Excerpts from segmentation data
=====
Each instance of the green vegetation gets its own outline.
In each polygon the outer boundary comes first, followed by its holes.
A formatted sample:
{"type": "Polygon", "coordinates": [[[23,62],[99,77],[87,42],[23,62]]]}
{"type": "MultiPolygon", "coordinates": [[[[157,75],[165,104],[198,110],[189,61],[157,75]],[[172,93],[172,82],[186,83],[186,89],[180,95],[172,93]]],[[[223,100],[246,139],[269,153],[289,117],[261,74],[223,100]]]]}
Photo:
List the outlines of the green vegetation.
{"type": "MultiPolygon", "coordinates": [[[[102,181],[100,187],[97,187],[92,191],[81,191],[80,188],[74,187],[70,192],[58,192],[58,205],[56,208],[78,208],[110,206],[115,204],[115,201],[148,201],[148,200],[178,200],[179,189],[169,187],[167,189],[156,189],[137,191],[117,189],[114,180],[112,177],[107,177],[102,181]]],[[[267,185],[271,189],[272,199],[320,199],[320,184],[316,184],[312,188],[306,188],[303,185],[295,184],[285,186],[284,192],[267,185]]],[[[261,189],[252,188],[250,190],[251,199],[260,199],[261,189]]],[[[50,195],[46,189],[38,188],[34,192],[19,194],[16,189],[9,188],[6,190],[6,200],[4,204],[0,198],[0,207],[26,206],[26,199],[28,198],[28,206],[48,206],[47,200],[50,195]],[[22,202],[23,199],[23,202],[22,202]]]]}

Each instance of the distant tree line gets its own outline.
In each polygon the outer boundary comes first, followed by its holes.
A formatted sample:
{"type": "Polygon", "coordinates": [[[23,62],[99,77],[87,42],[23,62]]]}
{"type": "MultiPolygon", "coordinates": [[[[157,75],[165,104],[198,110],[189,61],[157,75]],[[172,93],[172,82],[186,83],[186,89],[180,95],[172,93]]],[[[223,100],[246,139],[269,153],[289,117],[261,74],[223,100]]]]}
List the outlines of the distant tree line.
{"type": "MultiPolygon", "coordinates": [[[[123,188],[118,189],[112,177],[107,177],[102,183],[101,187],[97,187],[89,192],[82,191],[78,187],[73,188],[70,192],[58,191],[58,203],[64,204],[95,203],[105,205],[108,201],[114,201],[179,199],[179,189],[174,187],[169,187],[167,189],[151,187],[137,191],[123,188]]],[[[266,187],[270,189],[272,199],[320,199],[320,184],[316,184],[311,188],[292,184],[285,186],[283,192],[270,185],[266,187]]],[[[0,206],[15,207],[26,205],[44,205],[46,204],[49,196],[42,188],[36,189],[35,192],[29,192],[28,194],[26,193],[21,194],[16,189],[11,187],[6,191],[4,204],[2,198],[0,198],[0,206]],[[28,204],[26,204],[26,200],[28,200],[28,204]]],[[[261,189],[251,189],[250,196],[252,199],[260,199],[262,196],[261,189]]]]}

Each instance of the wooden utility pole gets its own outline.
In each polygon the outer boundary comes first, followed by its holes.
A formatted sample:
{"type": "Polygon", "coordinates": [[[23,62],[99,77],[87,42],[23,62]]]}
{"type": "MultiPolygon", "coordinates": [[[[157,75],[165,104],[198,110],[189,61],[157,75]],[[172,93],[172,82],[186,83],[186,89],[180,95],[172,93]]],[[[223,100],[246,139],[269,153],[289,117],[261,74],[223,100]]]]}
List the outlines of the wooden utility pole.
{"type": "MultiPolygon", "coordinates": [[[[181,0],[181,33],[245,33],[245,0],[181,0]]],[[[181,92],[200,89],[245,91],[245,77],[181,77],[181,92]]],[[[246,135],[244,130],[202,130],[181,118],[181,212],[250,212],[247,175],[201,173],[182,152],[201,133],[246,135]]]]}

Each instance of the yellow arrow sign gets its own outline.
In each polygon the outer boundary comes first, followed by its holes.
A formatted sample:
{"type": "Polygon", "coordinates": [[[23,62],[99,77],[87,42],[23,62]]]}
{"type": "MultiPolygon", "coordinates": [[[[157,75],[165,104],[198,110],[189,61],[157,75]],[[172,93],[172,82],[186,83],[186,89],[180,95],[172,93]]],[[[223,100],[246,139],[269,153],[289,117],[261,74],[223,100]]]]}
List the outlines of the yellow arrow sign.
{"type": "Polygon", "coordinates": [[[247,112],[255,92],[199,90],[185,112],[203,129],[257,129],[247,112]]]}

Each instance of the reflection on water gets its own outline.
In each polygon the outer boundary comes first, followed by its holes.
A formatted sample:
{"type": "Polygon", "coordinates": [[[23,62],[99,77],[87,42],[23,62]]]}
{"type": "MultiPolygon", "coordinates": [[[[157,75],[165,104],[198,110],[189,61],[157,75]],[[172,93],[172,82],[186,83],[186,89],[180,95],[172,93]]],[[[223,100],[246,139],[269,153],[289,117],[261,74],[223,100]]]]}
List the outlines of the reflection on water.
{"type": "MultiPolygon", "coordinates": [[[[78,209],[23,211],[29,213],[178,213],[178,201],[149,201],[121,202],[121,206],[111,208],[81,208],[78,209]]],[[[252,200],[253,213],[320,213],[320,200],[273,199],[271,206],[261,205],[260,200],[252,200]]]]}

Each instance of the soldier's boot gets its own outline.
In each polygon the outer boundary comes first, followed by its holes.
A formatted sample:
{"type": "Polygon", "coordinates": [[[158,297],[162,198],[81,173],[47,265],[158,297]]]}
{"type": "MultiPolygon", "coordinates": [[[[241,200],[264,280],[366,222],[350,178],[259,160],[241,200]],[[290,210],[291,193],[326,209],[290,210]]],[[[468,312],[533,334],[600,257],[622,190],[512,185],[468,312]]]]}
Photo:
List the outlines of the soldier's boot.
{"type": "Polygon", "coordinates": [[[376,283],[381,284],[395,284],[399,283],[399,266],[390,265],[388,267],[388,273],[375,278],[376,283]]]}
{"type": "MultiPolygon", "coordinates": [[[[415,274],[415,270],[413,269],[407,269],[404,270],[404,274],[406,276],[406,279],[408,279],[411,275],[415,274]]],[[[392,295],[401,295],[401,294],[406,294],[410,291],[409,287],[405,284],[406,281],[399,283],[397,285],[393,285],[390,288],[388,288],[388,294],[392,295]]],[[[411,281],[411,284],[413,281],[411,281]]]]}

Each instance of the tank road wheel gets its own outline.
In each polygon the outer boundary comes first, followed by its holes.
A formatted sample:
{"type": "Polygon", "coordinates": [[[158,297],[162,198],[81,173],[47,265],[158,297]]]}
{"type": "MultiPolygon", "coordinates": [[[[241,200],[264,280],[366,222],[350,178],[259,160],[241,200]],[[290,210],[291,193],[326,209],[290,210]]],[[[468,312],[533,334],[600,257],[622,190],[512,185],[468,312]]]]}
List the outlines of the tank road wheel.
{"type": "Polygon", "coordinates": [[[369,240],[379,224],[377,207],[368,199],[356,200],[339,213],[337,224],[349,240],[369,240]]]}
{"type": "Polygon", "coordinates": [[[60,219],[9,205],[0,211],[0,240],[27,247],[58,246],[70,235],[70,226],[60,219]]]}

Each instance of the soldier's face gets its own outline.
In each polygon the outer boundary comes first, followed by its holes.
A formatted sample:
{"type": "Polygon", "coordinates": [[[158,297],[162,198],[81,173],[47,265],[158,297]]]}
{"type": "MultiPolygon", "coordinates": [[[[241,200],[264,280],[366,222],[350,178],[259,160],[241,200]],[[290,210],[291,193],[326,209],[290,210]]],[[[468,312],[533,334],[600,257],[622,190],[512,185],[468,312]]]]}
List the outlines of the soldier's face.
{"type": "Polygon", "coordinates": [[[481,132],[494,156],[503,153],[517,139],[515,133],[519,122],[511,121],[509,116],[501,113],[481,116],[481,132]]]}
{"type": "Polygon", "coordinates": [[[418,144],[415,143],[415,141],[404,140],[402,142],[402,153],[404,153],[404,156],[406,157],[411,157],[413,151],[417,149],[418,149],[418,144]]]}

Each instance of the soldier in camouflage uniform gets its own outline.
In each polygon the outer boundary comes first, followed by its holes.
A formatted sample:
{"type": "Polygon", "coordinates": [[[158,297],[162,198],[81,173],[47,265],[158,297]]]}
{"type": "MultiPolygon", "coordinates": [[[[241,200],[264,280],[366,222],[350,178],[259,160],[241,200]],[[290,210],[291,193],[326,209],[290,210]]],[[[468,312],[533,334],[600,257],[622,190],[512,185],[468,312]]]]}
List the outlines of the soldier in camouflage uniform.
=====
__EXERCISE REQUIREMENTS__. Please rewrite the data from the line with "Each instance of the soldier's boot" to the line with "List the outlines of the soldier's boot.", changing "soldier's boot" to "military boot" and leaving everything else the same.

__SOLUTION TO THE PROBLEM__.
Each instance of the military boot gets its own outline.
In each polygon the outer boundary comes first, followed by its holes.
A formatted sample:
{"type": "Polygon", "coordinates": [[[158,297],[162,198],[81,173],[47,265],[158,297]]]}
{"type": "MultiPolygon", "coordinates": [[[[241,200],[264,280],[366,222],[350,178],[259,160],[241,200]],[[290,210],[291,193],[326,209],[290,210]]],[[[468,312],[533,334],[600,257],[622,190],[512,185],[468,312]]]]}
Photo:
List the outlines of the military boot.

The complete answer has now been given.